▶ [Problem] Reproduce exactly the final portion of the data: every line from the one containing "Query: dark counter top" through the last line, inclusive.

Saved entries
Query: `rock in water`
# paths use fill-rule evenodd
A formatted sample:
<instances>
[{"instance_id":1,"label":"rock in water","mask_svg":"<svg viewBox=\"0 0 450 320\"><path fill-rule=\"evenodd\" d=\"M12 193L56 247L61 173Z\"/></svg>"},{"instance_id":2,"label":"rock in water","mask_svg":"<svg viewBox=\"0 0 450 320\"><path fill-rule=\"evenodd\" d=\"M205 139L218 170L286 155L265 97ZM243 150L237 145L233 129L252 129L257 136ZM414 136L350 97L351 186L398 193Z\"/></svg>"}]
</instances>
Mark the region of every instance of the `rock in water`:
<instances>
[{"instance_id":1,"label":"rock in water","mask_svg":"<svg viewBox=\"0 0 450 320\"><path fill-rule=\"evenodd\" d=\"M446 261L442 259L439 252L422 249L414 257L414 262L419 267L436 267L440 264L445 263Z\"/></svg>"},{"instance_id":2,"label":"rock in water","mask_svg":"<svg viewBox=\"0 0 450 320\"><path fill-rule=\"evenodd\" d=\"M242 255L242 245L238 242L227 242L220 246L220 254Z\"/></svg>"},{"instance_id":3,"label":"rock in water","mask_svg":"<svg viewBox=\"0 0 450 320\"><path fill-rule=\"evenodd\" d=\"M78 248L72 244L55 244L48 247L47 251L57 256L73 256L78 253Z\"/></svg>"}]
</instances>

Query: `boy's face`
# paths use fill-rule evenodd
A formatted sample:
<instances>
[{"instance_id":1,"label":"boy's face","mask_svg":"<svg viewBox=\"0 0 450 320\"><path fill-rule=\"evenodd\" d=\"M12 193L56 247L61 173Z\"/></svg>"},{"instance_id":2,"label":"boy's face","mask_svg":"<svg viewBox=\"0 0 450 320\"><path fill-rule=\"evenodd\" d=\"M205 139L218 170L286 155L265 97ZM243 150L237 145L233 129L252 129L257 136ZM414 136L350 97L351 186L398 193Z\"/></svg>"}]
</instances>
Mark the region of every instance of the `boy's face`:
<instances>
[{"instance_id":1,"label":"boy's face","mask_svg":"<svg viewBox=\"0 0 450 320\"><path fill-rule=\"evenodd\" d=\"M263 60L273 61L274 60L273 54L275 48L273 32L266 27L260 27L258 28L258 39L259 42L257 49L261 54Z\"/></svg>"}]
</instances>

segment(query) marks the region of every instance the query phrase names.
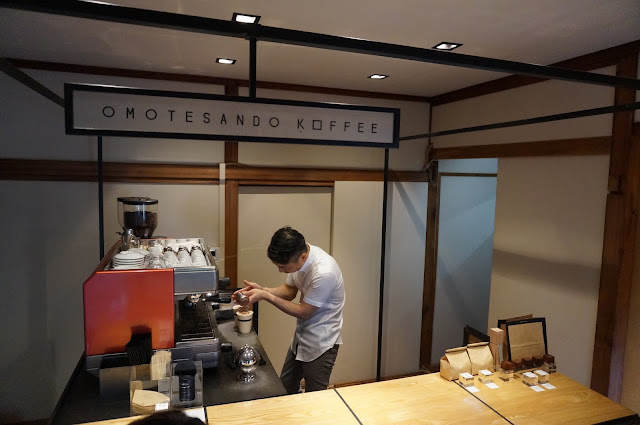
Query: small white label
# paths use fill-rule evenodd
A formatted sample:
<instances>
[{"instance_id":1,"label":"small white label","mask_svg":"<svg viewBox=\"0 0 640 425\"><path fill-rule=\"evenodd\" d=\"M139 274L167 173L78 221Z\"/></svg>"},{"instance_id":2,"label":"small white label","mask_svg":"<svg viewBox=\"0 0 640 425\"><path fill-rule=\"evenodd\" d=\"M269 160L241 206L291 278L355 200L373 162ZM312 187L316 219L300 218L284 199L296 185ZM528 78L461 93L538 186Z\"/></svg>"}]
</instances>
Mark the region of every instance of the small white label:
<instances>
[{"instance_id":1,"label":"small white label","mask_svg":"<svg viewBox=\"0 0 640 425\"><path fill-rule=\"evenodd\" d=\"M531 373L531 372L525 372L525 373L523 373L522 375L523 375L523 376L526 376L527 378L535 378L535 377L536 377L536 375L534 375L534 374L533 374L533 373Z\"/></svg>"},{"instance_id":2,"label":"small white label","mask_svg":"<svg viewBox=\"0 0 640 425\"><path fill-rule=\"evenodd\" d=\"M467 391L469 391L470 393L477 393L478 391L480 391L478 388L474 387L473 385L470 387L465 387Z\"/></svg>"},{"instance_id":3,"label":"small white label","mask_svg":"<svg viewBox=\"0 0 640 425\"><path fill-rule=\"evenodd\" d=\"M546 383L546 384L542 384L543 387L545 387L548 390L555 390L556 387L554 387L553 385Z\"/></svg>"},{"instance_id":4,"label":"small white label","mask_svg":"<svg viewBox=\"0 0 640 425\"><path fill-rule=\"evenodd\" d=\"M500 388L499 386L497 386L493 382L489 382L488 384L485 384L485 385L487 386L487 388L491 388L492 390L495 390L496 388Z\"/></svg>"},{"instance_id":5,"label":"small white label","mask_svg":"<svg viewBox=\"0 0 640 425\"><path fill-rule=\"evenodd\" d=\"M493 372L491 372L490 370L487 370L487 369L482 369L482 370L480 371L480 373L481 373L481 374L483 374L484 376L491 376L491 375L493 375Z\"/></svg>"},{"instance_id":6,"label":"small white label","mask_svg":"<svg viewBox=\"0 0 640 425\"><path fill-rule=\"evenodd\" d=\"M169 403L156 403L156 412L158 410L167 410L169 408Z\"/></svg>"},{"instance_id":7,"label":"small white label","mask_svg":"<svg viewBox=\"0 0 640 425\"><path fill-rule=\"evenodd\" d=\"M205 414L204 414L204 407L196 407L194 409L185 409L185 410L183 410L183 412L187 416L191 416L192 418L198 418L204 423L207 422L207 419L206 419Z\"/></svg>"},{"instance_id":8,"label":"small white label","mask_svg":"<svg viewBox=\"0 0 640 425\"><path fill-rule=\"evenodd\" d=\"M460 376L463 377L464 379L473 379L473 375L470 374L469 372L461 373Z\"/></svg>"},{"instance_id":9,"label":"small white label","mask_svg":"<svg viewBox=\"0 0 640 425\"><path fill-rule=\"evenodd\" d=\"M531 386L531 387L529 387L529 388L531 388L533 391L535 391L535 392L537 392L537 393L539 393L540 391L544 391L542 388L540 388L540 387L539 387L539 386L537 386L537 385L533 385L533 386Z\"/></svg>"},{"instance_id":10,"label":"small white label","mask_svg":"<svg viewBox=\"0 0 640 425\"><path fill-rule=\"evenodd\" d=\"M536 372L538 375L540 375L540 376L548 375L548 373L547 373L547 372L545 372L544 370L536 370L535 372Z\"/></svg>"}]
</instances>

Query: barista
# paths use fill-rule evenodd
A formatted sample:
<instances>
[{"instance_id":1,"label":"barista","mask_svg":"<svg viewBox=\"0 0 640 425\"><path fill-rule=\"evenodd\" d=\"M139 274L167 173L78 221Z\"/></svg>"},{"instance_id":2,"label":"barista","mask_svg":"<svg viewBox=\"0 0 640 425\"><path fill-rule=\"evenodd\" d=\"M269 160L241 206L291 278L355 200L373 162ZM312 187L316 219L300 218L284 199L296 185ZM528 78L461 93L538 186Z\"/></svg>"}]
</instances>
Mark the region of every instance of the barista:
<instances>
[{"instance_id":1,"label":"barista","mask_svg":"<svg viewBox=\"0 0 640 425\"><path fill-rule=\"evenodd\" d=\"M306 243L304 236L291 227L273 234L267 256L280 272L287 273L286 282L266 288L245 280L247 286L237 292L248 296L250 303L265 300L298 319L280 374L287 392L300 392L303 378L305 391L325 390L342 344L345 294L340 267L333 257ZM292 302L298 291L300 302Z\"/></svg>"}]
</instances>

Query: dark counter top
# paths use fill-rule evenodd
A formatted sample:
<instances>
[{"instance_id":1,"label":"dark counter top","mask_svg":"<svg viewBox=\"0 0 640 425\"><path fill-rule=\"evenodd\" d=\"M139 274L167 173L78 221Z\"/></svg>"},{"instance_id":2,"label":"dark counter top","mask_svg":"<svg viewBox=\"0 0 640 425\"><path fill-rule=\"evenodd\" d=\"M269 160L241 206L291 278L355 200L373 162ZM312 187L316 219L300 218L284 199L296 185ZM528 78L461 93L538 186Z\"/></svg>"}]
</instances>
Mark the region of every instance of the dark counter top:
<instances>
[{"instance_id":1,"label":"dark counter top","mask_svg":"<svg viewBox=\"0 0 640 425\"><path fill-rule=\"evenodd\" d=\"M218 330L222 341L233 344L233 351L222 353L223 359L217 368L204 370L202 384L205 406L286 394L278 373L274 370L253 330L249 334L236 332L233 319L218 320ZM239 381L240 372L231 369L233 355L244 344L256 348L264 360L264 364L261 364L255 371L256 378L248 383ZM128 398L117 400L101 398L99 379L85 370L83 355L58 402L51 423L55 425L77 424L122 418L129 415Z\"/></svg>"}]
</instances>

▶ [Problem solution]
Query: dark counter top
# paths use fill-rule evenodd
A formatted sample:
<instances>
[{"instance_id":1,"label":"dark counter top","mask_svg":"<svg viewBox=\"0 0 640 425\"><path fill-rule=\"evenodd\" d=\"M139 274L167 173L78 221Z\"/></svg>"},{"instance_id":2,"label":"dark counter top","mask_svg":"<svg viewBox=\"0 0 640 425\"><path fill-rule=\"evenodd\" d=\"M269 160L241 206L291 278L355 200L373 162ZM312 187L316 219L300 218L284 199L296 185ZM528 78L461 93L538 186Z\"/></svg>"}]
</instances>
Mark the region of every instance of the dark counter top:
<instances>
[{"instance_id":1,"label":"dark counter top","mask_svg":"<svg viewBox=\"0 0 640 425\"><path fill-rule=\"evenodd\" d=\"M218 330L222 341L233 344L233 351L222 353L223 359L217 368L204 370L202 384L205 406L286 394L278 373L274 370L253 330L249 334L236 332L233 319L218 320ZM239 381L240 372L231 369L233 355L244 344L256 348L264 360L264 364L261 364L255 371L256 378L248 383ZM128 398L117 400L101 398L99 379L85 370L83 355L58 402L51 423L55 425L77 424L122 418L129 415Z\"/></svg>"}]
</instances>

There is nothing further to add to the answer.